> [Provided text]

>>>>>

Saturday, September 22, 2007

Quit While You're Behind

When should a medical study of a drug/therapy be abandoned? Merck has announced that a trial of a candidate HIV vaccine was stopped early. Their original plan was to continue through 2008 and enroll 3,000 HIV negative volunteers. Instead, the study has stopped after enrolling just over 1,500 participants. Why?

Because of discouraging results. The study found that about 3% of subjects became infected with HIV with slightly higher rate among those who got the vaccine compared to those who got placebo injections.

The decision to cut a study short has to weigh complex, competing considerations. If the vaccine is truly a dud, it is unethical to continue to expose new volunteers to the burdens and risks of participating in the study -- the money and resources could be better deployed to test other promising HIV prevention stratgies (see disclosure). But are we sure it doesn't work? We'd want to be sure.. After all, formidable resources have been invested to answer the question and scientists owe the public a conclusive answer.

Statisticians look at the data in hand and ask "If the study was completed, what the chance the study would favor the vaccine?" This calculation depends on how far into the study we are and projections about how the vaccine will look in the (yet uncollected) future data.

<<<<<

> [Given records]
>>>>>

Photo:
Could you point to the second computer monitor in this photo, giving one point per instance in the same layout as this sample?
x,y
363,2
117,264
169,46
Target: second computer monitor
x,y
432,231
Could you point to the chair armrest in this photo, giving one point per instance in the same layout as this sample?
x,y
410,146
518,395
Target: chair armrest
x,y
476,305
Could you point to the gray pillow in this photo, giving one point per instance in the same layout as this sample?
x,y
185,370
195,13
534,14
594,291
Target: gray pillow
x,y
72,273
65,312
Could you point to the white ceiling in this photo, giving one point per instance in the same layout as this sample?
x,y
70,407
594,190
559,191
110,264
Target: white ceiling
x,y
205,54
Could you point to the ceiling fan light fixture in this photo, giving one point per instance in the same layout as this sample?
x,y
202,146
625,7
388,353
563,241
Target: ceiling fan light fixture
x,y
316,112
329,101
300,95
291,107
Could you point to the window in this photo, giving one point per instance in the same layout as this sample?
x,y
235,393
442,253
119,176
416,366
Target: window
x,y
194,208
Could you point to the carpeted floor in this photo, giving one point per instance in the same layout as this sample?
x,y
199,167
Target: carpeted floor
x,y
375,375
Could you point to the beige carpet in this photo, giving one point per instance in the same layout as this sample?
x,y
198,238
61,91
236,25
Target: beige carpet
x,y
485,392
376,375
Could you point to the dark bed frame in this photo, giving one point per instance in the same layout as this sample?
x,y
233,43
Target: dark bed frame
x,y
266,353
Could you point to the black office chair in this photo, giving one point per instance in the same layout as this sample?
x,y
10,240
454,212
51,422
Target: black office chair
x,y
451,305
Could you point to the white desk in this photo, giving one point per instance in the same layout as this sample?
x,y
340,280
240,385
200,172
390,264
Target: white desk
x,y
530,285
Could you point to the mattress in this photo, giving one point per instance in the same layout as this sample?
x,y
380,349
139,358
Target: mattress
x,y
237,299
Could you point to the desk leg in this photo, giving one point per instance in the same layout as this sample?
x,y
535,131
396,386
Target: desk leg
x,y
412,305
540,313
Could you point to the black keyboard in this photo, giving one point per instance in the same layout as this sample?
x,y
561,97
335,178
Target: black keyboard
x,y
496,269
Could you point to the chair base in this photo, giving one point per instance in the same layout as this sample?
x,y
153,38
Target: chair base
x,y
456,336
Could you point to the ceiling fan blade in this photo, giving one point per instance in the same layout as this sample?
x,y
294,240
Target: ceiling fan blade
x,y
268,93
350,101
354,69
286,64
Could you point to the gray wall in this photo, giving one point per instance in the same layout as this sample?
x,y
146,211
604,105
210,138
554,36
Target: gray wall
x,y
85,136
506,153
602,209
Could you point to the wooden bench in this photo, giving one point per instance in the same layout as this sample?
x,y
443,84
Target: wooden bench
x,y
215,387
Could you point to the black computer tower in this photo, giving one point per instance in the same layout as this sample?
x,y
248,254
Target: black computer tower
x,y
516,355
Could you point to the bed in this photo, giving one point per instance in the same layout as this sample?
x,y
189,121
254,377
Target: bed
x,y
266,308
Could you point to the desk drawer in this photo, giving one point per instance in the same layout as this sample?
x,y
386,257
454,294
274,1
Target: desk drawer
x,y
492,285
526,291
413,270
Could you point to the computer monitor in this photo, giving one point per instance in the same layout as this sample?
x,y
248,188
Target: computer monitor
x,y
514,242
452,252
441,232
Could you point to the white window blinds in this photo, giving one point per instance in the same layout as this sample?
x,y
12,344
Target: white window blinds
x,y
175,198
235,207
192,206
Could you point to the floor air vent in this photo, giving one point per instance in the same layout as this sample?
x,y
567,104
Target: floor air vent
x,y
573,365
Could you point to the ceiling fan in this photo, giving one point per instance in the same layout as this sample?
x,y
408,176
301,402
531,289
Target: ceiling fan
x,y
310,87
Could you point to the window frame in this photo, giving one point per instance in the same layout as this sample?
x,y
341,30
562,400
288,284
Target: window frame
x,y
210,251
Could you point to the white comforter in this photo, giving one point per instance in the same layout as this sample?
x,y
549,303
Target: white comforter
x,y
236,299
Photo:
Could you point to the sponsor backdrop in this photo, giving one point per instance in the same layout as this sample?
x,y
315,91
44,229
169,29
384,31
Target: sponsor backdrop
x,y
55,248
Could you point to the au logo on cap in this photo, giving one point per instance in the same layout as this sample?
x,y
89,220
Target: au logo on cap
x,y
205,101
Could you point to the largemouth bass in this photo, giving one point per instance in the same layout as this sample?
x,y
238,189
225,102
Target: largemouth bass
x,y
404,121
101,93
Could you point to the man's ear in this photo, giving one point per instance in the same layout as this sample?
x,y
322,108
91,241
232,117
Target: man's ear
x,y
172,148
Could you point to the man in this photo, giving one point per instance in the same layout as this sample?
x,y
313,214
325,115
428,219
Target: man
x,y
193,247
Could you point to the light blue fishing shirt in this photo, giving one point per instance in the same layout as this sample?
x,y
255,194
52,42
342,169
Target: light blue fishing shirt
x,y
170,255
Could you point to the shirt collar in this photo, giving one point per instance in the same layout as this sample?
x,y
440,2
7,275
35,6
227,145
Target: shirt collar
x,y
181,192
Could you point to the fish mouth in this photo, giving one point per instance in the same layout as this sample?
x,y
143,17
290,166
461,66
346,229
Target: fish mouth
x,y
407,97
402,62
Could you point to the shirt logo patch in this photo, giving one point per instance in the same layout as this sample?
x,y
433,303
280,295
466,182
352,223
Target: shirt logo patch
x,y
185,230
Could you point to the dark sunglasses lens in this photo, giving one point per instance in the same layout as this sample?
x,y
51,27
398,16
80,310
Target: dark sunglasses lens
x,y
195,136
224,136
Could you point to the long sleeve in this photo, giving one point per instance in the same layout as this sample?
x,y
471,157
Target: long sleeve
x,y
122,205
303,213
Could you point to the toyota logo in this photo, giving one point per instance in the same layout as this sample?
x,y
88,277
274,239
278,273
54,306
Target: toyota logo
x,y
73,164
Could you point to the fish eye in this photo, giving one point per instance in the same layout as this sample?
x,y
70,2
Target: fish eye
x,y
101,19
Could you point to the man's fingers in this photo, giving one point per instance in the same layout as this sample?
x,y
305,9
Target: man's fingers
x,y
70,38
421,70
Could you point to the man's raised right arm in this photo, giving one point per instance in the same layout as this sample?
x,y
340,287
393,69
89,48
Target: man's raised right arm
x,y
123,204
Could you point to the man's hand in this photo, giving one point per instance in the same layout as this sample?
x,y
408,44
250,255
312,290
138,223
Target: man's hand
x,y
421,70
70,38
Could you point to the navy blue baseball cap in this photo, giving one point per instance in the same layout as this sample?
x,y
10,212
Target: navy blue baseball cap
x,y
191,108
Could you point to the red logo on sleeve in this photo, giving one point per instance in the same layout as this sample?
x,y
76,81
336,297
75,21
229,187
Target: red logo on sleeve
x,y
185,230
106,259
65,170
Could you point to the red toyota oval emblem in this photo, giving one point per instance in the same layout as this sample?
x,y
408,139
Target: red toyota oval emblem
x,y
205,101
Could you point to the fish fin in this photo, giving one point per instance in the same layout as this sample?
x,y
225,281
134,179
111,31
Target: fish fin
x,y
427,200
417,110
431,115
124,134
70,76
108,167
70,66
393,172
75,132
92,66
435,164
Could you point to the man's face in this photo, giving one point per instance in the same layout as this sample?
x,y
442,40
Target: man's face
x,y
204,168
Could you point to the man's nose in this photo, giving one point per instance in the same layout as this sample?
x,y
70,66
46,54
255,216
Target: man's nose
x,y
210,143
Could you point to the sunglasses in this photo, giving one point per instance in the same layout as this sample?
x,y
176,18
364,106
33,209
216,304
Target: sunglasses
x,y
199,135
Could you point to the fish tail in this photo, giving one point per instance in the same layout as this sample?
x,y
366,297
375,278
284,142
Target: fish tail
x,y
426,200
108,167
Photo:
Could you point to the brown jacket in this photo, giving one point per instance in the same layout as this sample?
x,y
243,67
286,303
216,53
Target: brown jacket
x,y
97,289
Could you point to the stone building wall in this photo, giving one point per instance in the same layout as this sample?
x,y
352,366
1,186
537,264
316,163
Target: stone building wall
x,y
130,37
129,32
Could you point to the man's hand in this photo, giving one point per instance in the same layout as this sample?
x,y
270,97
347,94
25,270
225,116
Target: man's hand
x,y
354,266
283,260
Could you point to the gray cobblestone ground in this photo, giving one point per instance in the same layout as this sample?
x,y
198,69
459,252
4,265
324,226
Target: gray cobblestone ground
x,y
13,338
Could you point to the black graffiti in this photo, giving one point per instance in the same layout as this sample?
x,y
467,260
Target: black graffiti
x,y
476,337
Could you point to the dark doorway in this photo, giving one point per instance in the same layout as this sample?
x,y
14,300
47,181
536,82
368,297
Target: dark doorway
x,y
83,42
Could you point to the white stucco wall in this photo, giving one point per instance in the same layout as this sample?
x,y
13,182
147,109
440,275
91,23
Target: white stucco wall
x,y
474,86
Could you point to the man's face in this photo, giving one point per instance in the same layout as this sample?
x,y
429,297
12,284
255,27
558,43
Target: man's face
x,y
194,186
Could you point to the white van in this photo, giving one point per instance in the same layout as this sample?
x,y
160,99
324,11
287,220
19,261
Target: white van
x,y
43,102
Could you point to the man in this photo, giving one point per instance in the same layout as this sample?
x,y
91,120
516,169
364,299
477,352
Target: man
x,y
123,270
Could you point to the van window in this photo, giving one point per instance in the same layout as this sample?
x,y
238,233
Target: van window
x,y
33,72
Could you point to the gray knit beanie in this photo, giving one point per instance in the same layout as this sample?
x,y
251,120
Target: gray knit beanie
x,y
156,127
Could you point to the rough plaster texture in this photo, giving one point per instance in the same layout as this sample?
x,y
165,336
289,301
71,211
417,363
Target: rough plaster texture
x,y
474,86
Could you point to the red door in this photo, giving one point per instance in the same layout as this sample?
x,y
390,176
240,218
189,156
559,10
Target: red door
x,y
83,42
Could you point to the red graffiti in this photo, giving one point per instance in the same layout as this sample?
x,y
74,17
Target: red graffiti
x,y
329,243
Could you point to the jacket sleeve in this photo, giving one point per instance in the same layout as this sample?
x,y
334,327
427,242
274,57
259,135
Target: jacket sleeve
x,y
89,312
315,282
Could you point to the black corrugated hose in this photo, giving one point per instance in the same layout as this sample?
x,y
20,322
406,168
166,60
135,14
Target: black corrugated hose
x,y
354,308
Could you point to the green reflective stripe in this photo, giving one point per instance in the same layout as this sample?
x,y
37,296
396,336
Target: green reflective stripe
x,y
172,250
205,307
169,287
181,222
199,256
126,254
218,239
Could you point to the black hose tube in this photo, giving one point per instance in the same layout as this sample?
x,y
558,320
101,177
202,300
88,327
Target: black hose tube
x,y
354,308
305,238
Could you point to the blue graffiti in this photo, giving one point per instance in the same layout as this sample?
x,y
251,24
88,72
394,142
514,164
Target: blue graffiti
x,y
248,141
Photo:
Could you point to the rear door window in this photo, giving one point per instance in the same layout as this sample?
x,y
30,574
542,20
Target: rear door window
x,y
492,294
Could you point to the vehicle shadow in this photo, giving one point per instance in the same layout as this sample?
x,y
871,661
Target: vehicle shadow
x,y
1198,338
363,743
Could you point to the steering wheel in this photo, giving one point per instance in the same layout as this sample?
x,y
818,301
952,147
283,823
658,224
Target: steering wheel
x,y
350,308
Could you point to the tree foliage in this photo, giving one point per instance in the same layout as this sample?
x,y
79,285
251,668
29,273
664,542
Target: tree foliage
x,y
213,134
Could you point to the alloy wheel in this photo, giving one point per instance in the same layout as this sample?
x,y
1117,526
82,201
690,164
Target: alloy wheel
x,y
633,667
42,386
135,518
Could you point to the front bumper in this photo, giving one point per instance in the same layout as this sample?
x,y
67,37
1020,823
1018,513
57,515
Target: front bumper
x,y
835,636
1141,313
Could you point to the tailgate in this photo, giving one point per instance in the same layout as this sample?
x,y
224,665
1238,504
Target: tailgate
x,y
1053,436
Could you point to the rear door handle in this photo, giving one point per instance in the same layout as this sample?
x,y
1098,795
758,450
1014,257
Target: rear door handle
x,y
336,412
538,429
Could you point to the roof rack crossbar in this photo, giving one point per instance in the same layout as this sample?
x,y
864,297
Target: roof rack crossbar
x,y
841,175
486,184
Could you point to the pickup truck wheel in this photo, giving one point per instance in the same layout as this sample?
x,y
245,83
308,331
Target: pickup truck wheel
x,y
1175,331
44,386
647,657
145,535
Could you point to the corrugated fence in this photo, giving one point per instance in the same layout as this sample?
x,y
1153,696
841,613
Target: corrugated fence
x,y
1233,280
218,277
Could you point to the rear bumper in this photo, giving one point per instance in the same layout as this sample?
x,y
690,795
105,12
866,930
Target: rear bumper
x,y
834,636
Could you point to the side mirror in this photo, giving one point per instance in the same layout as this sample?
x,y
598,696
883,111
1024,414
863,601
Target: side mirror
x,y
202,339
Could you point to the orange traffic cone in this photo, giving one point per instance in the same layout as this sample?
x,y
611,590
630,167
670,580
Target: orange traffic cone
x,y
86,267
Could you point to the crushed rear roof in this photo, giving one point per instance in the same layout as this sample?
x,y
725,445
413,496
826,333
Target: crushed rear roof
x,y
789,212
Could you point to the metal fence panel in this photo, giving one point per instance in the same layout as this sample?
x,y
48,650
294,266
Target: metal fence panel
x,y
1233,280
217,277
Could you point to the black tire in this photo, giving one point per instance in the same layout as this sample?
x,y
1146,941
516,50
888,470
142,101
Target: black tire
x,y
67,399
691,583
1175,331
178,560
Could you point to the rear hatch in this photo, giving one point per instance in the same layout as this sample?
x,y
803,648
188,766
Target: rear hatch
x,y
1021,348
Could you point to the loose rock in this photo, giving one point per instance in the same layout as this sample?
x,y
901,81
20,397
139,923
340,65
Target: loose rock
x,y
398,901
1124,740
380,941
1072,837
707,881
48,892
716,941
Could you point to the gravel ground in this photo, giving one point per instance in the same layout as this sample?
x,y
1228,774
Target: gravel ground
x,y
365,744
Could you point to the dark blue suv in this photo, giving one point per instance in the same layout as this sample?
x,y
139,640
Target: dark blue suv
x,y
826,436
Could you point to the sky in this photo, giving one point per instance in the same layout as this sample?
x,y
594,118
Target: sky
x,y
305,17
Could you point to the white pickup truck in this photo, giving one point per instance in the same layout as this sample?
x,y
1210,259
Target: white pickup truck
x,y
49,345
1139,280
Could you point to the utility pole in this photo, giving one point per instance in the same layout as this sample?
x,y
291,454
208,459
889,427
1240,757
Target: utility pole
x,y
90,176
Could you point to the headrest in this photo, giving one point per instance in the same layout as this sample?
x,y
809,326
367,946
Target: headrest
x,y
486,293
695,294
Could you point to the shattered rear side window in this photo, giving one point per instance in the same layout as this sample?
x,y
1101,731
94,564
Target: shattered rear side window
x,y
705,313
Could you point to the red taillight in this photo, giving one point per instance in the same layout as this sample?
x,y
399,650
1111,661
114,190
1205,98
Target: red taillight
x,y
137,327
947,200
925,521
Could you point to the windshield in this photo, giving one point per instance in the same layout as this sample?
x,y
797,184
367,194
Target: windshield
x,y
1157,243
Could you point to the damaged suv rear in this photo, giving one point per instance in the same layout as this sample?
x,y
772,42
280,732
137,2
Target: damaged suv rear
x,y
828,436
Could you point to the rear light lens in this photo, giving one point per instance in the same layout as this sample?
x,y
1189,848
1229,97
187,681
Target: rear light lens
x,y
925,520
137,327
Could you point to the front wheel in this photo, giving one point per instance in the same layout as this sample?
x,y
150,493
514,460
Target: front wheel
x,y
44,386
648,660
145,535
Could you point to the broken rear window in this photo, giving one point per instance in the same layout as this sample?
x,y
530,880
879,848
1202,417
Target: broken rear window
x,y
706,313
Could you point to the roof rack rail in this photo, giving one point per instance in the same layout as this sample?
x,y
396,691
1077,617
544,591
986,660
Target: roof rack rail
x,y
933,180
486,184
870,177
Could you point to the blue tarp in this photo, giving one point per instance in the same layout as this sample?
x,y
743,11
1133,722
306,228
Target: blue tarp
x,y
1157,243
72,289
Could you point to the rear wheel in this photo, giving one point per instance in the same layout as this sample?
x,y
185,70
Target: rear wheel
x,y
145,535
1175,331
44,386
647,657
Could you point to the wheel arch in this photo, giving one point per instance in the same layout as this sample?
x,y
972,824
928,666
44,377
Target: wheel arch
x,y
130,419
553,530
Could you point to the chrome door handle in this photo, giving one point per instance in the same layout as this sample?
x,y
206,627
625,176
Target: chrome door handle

<<<<<

> [Prompt] Copy out the text about cutting a medical study short, from the date line to its final sentence, with no changes at all.

> [Response below]
Saturday, September 22, 2007

Quit While You're Behind

When should a medical study of a drug/therapy be abandoned? Merck has announced that a trial of a candidate HIV vaccine was stopped early. Their original plan was to continue through 2008 and enroll 3,000 HIV negative volunteers. Instead, the study has stopped after enrolling just over 1,500 participants. Why?

Because of discouraging results. The study found that about 3% of subjects became infected with HIV with slightly higher rate among those who got the vaccine compared to those who got placebo injections.

The decision to cut a study short has to weigh complex, competing considerations. If the vaccine is truly a dud, it is unethical to continue to expose new volunteers to the burdens and risks of participating in the study -- the money and resources could be better deployed to test other promising HIV prevention stratgies (see disclosure). But are we sure it doesn't work? We'd want to be sure.. After all, formidable resources have been invested to answer the question and scientists owe the public a conclusive answer.

Statisticians look at the data in hand and ask "If the study was completed, what the chance the study would favor the vaccine?" This calculation depends on how far into the study we are and projections about how the vaccine will look in the (yet uncollected) future data.